◆ **WHAT THE TASK REQUIRES**
Pictures are not part of the answer. Return the lines from the one containing "point: green shade" through the end of the data, both included, exactly as they appear.

begin RECORDS FOR THIS TASK

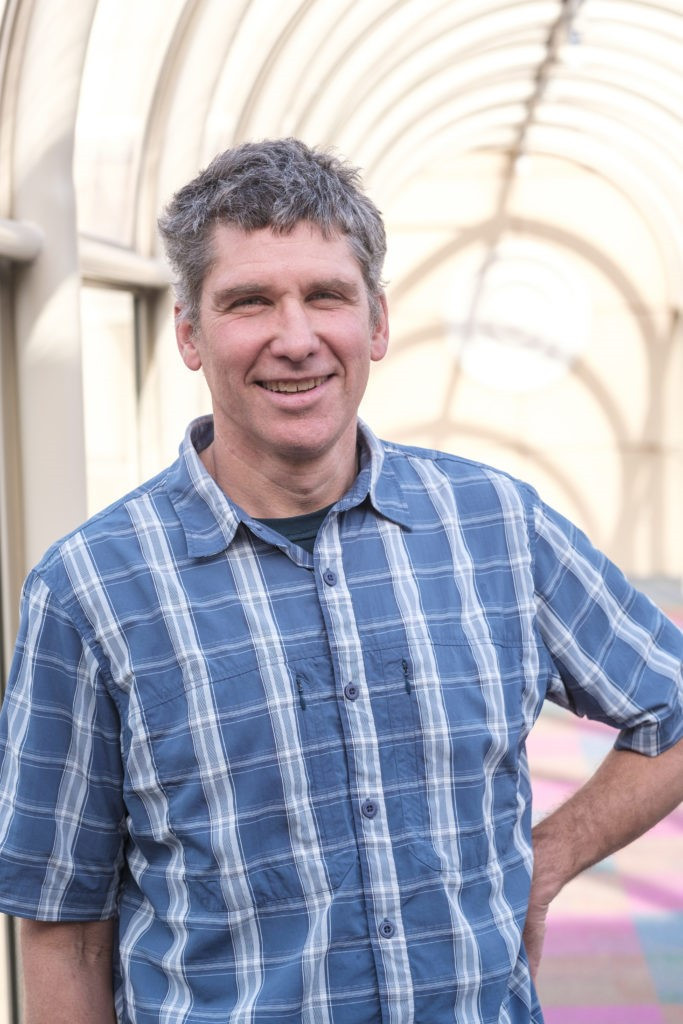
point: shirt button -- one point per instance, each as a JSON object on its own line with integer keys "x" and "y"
{"x": 369, "y": 808}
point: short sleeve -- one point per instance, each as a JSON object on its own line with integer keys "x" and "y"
{"x": 615, "y": 656}
{"x": 61, "y": 811}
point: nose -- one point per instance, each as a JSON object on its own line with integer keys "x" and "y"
{"x": 295, "y": 337}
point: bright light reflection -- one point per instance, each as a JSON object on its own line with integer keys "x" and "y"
{"x": 519, "y": 323}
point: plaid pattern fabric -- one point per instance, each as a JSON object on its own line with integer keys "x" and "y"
{"x": 300, "y": 781}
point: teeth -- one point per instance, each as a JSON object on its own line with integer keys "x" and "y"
{"x": 291, "y": 387}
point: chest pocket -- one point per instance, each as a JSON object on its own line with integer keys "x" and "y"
{"x": 218, "y": 771}
{"x": 462, "y": 720}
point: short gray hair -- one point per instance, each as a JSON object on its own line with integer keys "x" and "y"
{"x": 275, "y": 183}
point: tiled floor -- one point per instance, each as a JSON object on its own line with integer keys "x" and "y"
{"x": 614, "y": 943}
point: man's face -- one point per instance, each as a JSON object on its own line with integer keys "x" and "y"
{"x": 285, "y": 340}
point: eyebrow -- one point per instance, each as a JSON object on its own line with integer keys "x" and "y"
{"x": 225, "y": 295}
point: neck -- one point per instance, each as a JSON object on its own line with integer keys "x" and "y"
{"x": 266, "y": 489}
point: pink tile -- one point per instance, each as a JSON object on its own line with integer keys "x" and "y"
{"x": 589, "y": 935}
{"x": 604, "y": 1015}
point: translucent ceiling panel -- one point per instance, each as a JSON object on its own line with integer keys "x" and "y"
{"x": 125, "y": 53}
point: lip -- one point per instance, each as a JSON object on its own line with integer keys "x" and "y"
{"x": 294, "y": 386}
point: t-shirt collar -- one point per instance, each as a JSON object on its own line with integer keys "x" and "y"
{"x": 210, "y": 519}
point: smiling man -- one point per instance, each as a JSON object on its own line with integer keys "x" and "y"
{"x": 262, "y": 753}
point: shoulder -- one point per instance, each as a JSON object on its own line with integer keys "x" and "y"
{"x": 473, "y": 481}
{"x": 107, "y": 541}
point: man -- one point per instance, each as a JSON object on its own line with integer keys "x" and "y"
{"x": 264, "y": 737}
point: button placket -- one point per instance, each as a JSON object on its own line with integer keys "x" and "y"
{"x": 369, "y": 809}
{"x": 351, "y": 691}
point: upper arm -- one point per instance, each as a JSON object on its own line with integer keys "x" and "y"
{"x": 61, "y": 807}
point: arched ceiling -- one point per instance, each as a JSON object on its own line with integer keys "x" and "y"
{"x": 526, "y": 155}
{"x": 399, "y": 86}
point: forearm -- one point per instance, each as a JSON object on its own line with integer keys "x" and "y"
{"x": 626, "y": 797}
{"x": 68, "y": 973}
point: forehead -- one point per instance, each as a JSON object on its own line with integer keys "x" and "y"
{"x": 263, "y": 252}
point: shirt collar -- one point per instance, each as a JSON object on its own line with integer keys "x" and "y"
{"x": 210, "y": 519}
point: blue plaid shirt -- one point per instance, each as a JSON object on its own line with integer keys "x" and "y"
{"x": 300, "y": 781}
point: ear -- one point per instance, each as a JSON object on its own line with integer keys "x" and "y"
{"x": 380, "y": 338}
{"x": 186, "y": 339}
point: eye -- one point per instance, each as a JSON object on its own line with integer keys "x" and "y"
{"x": 248, "y": 300}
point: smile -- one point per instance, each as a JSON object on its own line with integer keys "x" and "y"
{"x": 293, "y": 387}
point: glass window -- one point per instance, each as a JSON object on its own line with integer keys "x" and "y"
{"x": 111, "y": 390}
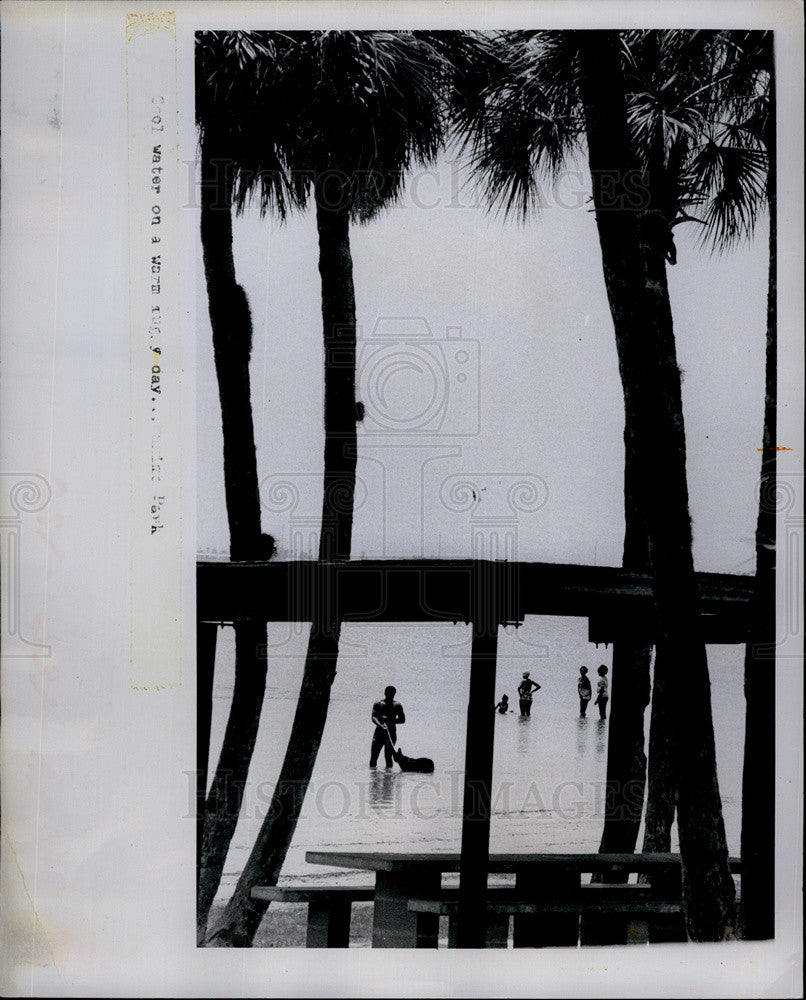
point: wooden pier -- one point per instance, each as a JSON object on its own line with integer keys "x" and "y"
{"x": 482, "y": 593}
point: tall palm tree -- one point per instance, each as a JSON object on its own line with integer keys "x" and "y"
{"x": 227, "y": 159}
{"x": 522, "y": 121}
{"x": 361, "y": 109}
{"x": 531, "y": 123}
{"x": 702, "y": 102}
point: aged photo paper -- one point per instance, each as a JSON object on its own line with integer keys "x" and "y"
{"x": 402, "y": 498}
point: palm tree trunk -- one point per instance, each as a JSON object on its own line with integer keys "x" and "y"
{"x": 758, "y": 781}
{"x": 242, "y": 916}
{"x": 232, "y": 343}
{"x": 626, "y": 758}
{"x": 635, "y": 278}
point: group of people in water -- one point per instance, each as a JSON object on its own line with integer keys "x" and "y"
{"x": 388, "y": 713}
{"x": 528, "y": 687}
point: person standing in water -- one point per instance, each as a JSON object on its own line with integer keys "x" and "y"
{"x": 601, "y": 691}
{"x": 584, "y": 689}
{"x": 386, "y": 715}
{"x": 525, "y": 690}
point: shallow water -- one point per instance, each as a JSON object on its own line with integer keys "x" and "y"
{"x": 549, "y": 769}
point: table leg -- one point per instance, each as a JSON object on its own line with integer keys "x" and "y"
{"x": 497, "y": 930}
{"x": 672, "y": 926}
{"x": 553, "y": 929}
{"x": 393, "y": 924}
{"x": 328, "y": 924}
{"x": 472, "y": 916}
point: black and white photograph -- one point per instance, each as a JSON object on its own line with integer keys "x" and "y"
{"x": 402, "y": 498}
{"x": 501, "y": 306}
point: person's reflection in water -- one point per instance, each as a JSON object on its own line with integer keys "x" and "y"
{"x": 382, "y": 789}
{"x": 524, "y": 735}
{"x": 582, "y": 737}
{"x": 601, "y": 737}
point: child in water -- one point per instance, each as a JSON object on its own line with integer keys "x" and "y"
{"x": 584, "y": 689}
{"x": 601, "y": 691}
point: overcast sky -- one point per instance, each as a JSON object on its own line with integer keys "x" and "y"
{"x": 534, "y": 398}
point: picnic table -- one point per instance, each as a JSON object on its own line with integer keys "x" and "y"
{"x": 546, "y": 903}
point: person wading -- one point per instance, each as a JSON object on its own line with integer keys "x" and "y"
{"x": 525, "y": 690}
{"x": 386, "y": 715}
{"x": 584, "y": 689}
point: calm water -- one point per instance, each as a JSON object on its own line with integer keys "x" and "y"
{"x": 549, "y": 770}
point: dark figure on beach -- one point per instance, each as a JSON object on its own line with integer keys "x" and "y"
{"x": 601, "y": 691}
{"x": 386, "y": 715}
{"x": 525, "y": 689}
{"x": 584, "y": 689}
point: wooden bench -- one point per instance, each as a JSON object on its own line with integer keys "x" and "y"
{"x": 329, "y": 909}
{"x": 634, "y": 903}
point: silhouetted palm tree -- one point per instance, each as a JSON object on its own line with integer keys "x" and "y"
{"x": 228, "y": 153}
{"x": 360, "y": 109}
{"x": 539, "y": 103}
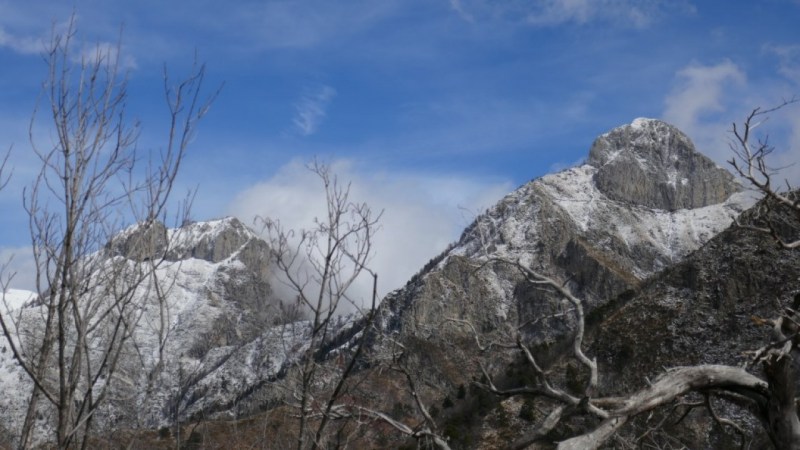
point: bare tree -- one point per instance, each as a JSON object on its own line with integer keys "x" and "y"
{"x": 770, "y": 396}
{"x": 91, "y": 182}
{"x": 320, "y": 266}
{"x": 751, "y": 161}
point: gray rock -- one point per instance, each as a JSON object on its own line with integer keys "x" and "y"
{"x": 653, "y": 164}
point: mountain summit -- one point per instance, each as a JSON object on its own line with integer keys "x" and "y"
{"x": 653, "y": 164}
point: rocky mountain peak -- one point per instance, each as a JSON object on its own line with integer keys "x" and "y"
{"x": 653, "y": 164}
{"x": 212, "y": 241}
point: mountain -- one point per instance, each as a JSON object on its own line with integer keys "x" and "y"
{"x": 218, "y": 307}
{"x": 644, "y": 200}
{"x": 626, "y": 231}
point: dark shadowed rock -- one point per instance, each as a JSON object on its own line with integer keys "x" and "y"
{"x": 651, "y": 163}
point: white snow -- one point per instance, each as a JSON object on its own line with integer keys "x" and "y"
{"x": 14, "y": 299}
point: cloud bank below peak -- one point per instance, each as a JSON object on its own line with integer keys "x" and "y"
{"x": 422, "y": 213}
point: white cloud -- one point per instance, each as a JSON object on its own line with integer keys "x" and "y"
{"x": 423, "y": 213}
{"x": 458, "y": 7}
{"x": 310, "y": 110}
{"x": 24, "y": 45}
{"x": 788, "y": 60}
{"x": 705, "y": 101}
{"x": 636, "y": 13}
{"x": 19, "y": 262}
{"x": 708, "y": 99}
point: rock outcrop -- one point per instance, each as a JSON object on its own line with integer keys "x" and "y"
{"x": 651, "y": 163}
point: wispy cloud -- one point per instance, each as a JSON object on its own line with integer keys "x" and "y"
{"x": 422, "y": 212}
{"x": 788, "y": 60}
{"x": 311, "y": 110}
{"x": 701, "y": 90}
{"x": 458, "y": 7}
{"x": 708, "y": 99}
{"x": 24, "y": 45}
{"x": 703, "y": 103}
{"x": 634, "y": 13}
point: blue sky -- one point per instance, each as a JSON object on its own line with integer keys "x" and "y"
{"x": 433, "y": 108}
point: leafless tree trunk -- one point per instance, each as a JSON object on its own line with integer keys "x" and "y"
{"x": 773, "y": 398}
{"x": 320, "y": 266}
{"x": 91, "y": 182}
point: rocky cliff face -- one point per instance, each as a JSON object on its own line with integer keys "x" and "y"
{"x": 644, "y": 201}
{"x": 211, "y": 338}
{"x": 651, "y": 163}
{"x": 606, "y": 226}
{"x": 702, "y": 310}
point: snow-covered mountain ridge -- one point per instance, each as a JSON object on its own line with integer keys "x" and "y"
{"x": 605, "y": 225}
{"x": 644, "y": 200}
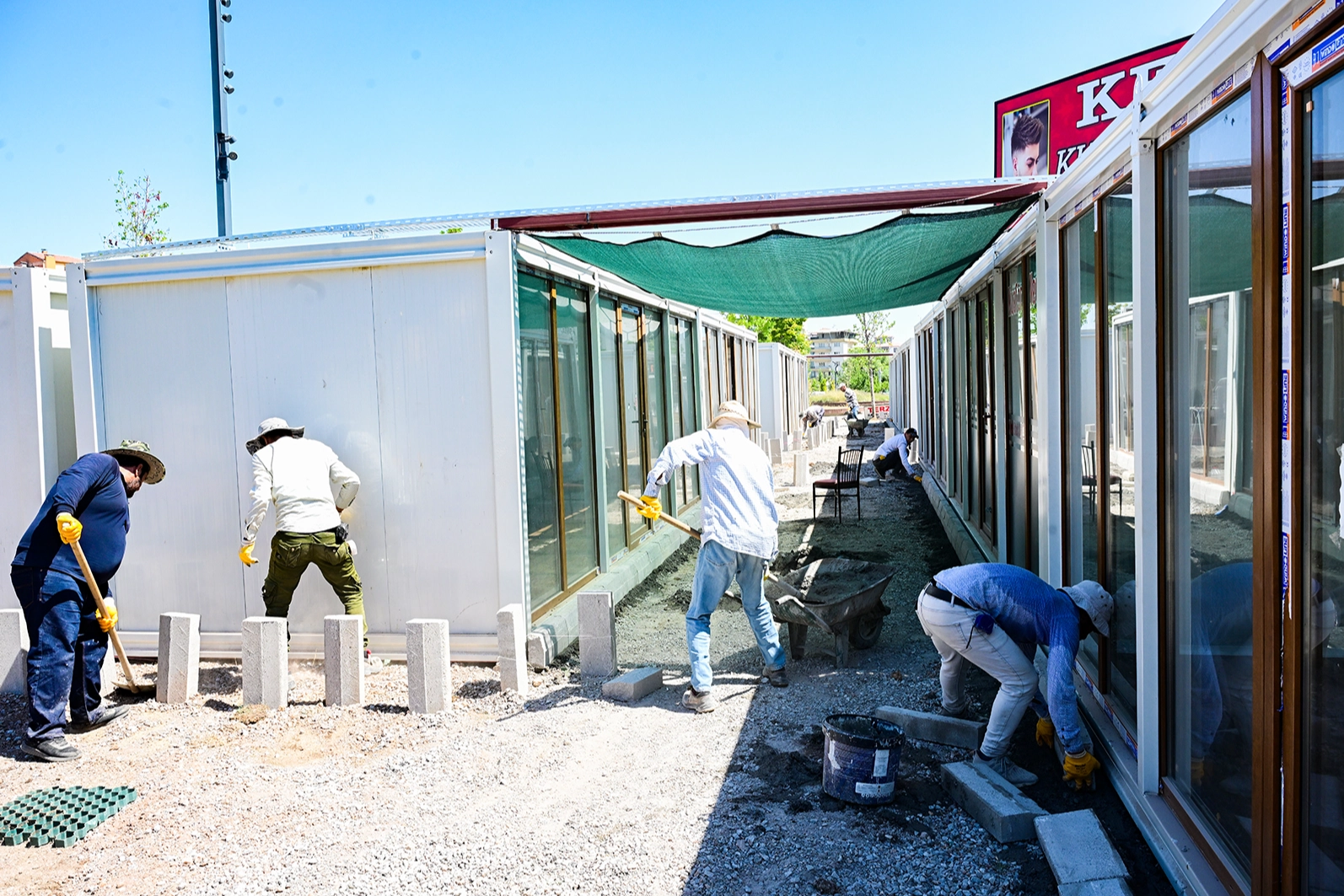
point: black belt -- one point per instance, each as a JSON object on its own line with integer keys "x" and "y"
{"x": 943, "y": 594}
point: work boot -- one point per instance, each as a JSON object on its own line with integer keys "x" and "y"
{"x": 51, "y": 750}
{"x": 101, "y": 716}
{"x": 699, "y": 700}
{"x": 1003, "y": 767}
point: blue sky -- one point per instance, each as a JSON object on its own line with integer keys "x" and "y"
{"x": 357, "y": 112}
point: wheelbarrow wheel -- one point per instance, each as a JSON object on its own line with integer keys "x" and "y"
{"x": 866, "y": 630}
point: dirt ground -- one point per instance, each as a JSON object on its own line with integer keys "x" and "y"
{"x": 562, "y": 791}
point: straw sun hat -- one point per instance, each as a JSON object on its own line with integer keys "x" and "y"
{"x": 733, "y": 411}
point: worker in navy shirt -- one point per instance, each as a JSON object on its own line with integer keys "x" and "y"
{"x": 894, "y": 454}
{"x": 67, "y": 636}
{"x": 995, "y": 614}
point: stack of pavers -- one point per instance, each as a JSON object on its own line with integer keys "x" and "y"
{"x": 59, "y": 816}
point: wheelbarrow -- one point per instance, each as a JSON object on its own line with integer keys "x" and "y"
{"x": 857, "y": 427}
{"x": 841, "y": 598}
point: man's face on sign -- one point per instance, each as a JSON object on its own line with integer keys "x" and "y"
{"x": 1024, "y": 162}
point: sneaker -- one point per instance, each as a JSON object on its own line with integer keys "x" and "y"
{"x": 373, "y": 665}
{"x": 51, "y": 750}
{"x": 699, "y": 700}
{"x": 1004, "y": 767}
{"x": 101, "y": 716}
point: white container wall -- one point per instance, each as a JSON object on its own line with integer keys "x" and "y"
{"x": 387, "y": 362}
{"x": 38, "y": 437}
{"x": 784, "y": 389}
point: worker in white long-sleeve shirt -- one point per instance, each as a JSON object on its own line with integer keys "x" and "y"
{"x": 739, "y": 536}
{"x": 298, "y": 475}
{"x": 894, "y": 456}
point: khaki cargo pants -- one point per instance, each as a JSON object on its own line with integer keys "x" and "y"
{"x": 291, "y": 552}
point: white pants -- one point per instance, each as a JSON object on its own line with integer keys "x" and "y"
{"x": 952, "y": 628}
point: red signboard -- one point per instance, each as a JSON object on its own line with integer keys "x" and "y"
{"x": 1043, "y": 131}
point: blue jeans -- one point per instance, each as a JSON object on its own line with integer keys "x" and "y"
{"x": 714, "y": 572}
{"x": 65, "y": 653}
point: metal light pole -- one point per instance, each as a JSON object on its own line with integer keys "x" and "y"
{"x": 222, "y": 140}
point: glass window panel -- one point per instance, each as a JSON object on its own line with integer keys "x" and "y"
{"x": 579, "y": 489}
{"x": 539, "y": 454}
{"x": 1119, "y": 465}
{"x": 1208, "y": 250}
{"x": 692, "y": 473}
{"x": 1321, "y": 384}
{"x": 1079, "y": 307}
{"x": 1015, "y": 484}
{"x": 653, "y": 394}
{"x": 613, "y": 459}
{"x": 632, "y": 411}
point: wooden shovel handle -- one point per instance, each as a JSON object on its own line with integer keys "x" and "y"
{"x": 788, "y": 588}
{"x": 102, "y": 609}
{"x": 671, "y": 520}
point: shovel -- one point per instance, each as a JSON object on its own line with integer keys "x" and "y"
{"x": 102, "y": 609}
{"x": 678, "y": 524}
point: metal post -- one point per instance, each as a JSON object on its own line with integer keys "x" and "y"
{"x": 222, "y": 138}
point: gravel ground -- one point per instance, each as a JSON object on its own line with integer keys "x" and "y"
{"x": 563, "y": 791}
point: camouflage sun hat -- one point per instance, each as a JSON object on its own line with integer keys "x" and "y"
{"x": 140, "y": 452}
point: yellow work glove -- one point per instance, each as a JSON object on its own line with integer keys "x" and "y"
{"x": 69, "y": 528}
{"x": 106, "y": 622}
{"x": 1078, "y": 769}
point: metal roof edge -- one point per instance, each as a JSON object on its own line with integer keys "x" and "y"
{"x": 277, "y": 258}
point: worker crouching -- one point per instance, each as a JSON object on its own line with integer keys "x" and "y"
{"x": 995, "y": 615}
{"x": 739, "y": 538}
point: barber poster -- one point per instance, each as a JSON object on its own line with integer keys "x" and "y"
{"x": 1043, "y": 131}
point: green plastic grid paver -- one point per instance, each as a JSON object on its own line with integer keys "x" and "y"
{"x": 59, "y": 816}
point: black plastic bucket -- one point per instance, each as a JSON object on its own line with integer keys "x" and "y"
{"x": 862, "y": 757}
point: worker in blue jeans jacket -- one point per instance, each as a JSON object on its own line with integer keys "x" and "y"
{"x": 89, "y": 502}
{"x": 995, "y": 615}
{"x": 739, "y": 536}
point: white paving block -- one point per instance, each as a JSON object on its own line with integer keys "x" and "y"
{"x": 1108, "y": 887}
{"x": 429, "y": 669}
{"x": 179, "y": 657}
{"x": 265, "y": 661}
{"x": 635, "y": 684}
{"x": 13, "y": 653}
{"x": 513, "y": 638}
{"x": 801, "y": 469}
{"x": 343, "y": 660}
{"x": 597, "y": 635}
{"x": 986, "y": 797}
{"x": 1077, "y": 848}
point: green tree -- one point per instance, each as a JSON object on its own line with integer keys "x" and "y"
{"x": 787, "y": 330}
{"x": 874, "y": 332}
{"x": 138, "y": 207}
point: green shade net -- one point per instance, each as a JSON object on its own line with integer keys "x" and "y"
{"x": 906, "y": 260}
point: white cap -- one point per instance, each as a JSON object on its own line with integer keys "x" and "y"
{"x": 1095, "y": 602}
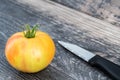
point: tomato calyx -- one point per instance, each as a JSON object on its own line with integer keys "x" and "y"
{"x": 30, "y": 32}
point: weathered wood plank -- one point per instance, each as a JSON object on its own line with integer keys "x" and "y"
{"x": 61, "y": 23}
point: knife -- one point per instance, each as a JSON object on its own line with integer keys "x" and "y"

end RECORDS FOR THIS TASK

◆ **RESULT OF THIS TASK**
point: green shade net -- one point per instance, each as a JSON object on its own line with integer keys "x" and "y"
{"x": 906, "y": 260}
point: white cap -- one point per instance, each as a JSON object on its own line with integer keys "x" and "y"
{"x": 1095, "y": 602}
point: tomato calyx -- one point per instance, each as a JSON object on its own line with integer keys "x" and "y"
{"x": 30, "y": 32}
point: weathered wood plank -- one point per instance, each as a JSON object on its own line with integer keys "x" and "y"
{"x": 61, "y": 23}
point: knife -- one point per instance, each as a JSON object on its own line with integer keys "x" and "y"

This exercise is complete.